• [Text shown]

******

George Gregory

Personal information
- Born: 1906 New York, New York
- Died: May 11, 1994 (aged 88)
- Nationality: American
- Listed height: 6 ft 4 in (1.93 m)

Career information
- High school: Dewitt Clinton (The Bronx, New York)
- College: Columbia (1927–1931)
- Position: Center

Career highlights and awards
- Consensus All-American (1931); 2× EIBL Champion (1930, 1931);

= George Gregory (basketball) =

American basketball player

George Gregory, Jr. (1906 – May 11, 1994) was a basketball player for Columbia University. In 1931, he became the first black basketball player to be selected as an All-American as the 6-foot, 4-inch center leading the Columbia Lions basketball team. Born in New York City, he would later serve on the New York City Civil Service Commission and was active as a community leader in Harlem.

==Education and basketball==
Gregory led the Columbia Lions to a championship in the Ivy League (then known as the Eastern Intercollegiate League) in the 1930–31 season, together with teammate Lou Bender, the team's first league title. By his senior year, Columbia was playing its games at Madison Square Garden, and finished the season with a record of 21-2. Gregory was selected to multiple All-American squads that season. Though he had a full scholarship at Columbia, Gregory worked as a red cap at Manhattan's Penn Station. After completing his undergraduate degree, he played semi-professional basketball, earning as much as $150 a year, while earning his law degree at St. John's University School of Law as a night student.

******

• [Dataset extract]
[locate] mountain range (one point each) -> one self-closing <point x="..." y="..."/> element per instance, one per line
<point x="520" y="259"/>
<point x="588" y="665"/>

******

• [The task]
Write a continuation of the George Gregory biography, starting after its final sentence.

• [Written response]
==Community activities==
He became involved with the Harlem Center of the Children's Aid Society while he was still at Columbia. From 1931 to 1953, Gregory ran youth programs in northern Manhattan and in the Bronx. He helped establish the New York City Youth Board in 1947 and served on the Municipal Civil Service Commission from 1954 to 1968. He was chairman from 1950 until 1965 of the planning board covering Harlem in the office of the Manhattan Borough President, overseeing the initiation of $400 million in public projects undertaken in that period. He worked for the New York City Department of Environmental Protection from 1968 until his retirement in 1970.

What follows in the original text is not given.